### Énoncé
Répondez aux questions suivantes d'après le texte sur le naufrage du Crozonnais :
(a) Quelle est la puissance du moteur du Crozonnais ?
(b) À quelle heure le sloop s'est-il mis en route pour le Fret ?
(c) Vers quel bassin la vedette du Fromveur a-t-elle remorqué le canot ?

### Texte fourni
((
Le Crozonnais abordé et coulé à Brest

une mésaventure du patron Corentin Billan, du Fret

racontée par la Dépêche de Brest

 

 

Dépêche de Brest, le 15/02/1936

 

 

Le Crozonnais 1 , petit sloop muni d'un moteur de 20 chevaux, fait le service de Brest au Fret, pour le transport de diverses marchandises.

Amarré, avant-hier, au 3e bassin, après avoir effectué un chargement de 35 tonnes environ, consistant en 14 fûts de vin, sacs de farine, épicerie, charbon et bidons d'essence, il se mettait en route pour le Fret à 18 heures, sans avoir allumé ses feux de position.

Il venait de franchir la passe, au bout du quai de la Santé, et se trouvait à 300 mètres au sud-sud-ouest du feu sud de la passe ouest du port de commerce quand le patron et propriétaire du sloop, M. Corentin Billan, 48 ans, et ses deux matelots, MM. François Mével, 39 ans, et Jean Derrien, 36 ans, virent venir droit sur eux un petit vapeur.

Le patron manœuvra pour tenter de s'écarter de sa route. François Mével cria : « Attention ! Ecartez-vous ! Faites machine en arrière ! »

Mais, du vapeur, le Fromveur, patron Le Guen, ses appels ne furent pas entendus. L'abordage était maintenant inévitable. Avec un grand fracas, l'avant du Fromveur pénétra dans le flanc du Crozonnais par tribord arrière, où les trois hommes, qui avaient eu le temps de se rendre compte de ce qui allait arriver, s'étaient écartés précipitamment.

Grâce au sang-froid du matelot François Mével, tous trois purent se sauver rapidement.

Dès que je vis que le Fromveur ne pouvait plus nous éviter — racontait, hier, avec calme, Mével — je sortis mon couteau de ma poche, l'ouvris et me tins prêt à couper la bosse du canot que nous traînions en remorque. Nous eûmes juste le temps de sauter tous trois dans l'embarcation.

« Il était temps. Le Fromveur avait fait machine en arrière. Il avait pu dégager son avant, profondément entré dans le flanc de notre infortuné bateau. L'eau s'engouffra dans la brèche ainsi ouverte et le malheureux Crozonnais coula en quelques secondes.

« La vedette du Fromveur se dirigeait vers nous. Elle nous passa une amarre et remorqua notre canot au 5e bassin.

« Tout cela n'avait demandé que fort peu de temps, un quart d'heure, peut-être une demi-heure au plus, je ne sais pas. »
))
### Données fournies
((
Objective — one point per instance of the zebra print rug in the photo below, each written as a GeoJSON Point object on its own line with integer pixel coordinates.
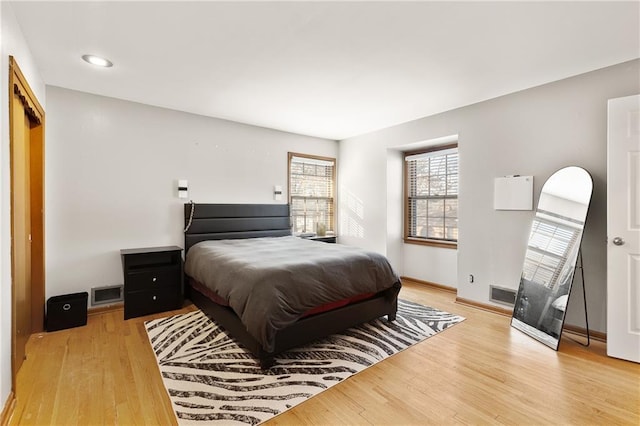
))
### Solution
(a) 20 chevaux.
(b) À 18 heures.
(c) Au 5e bassin.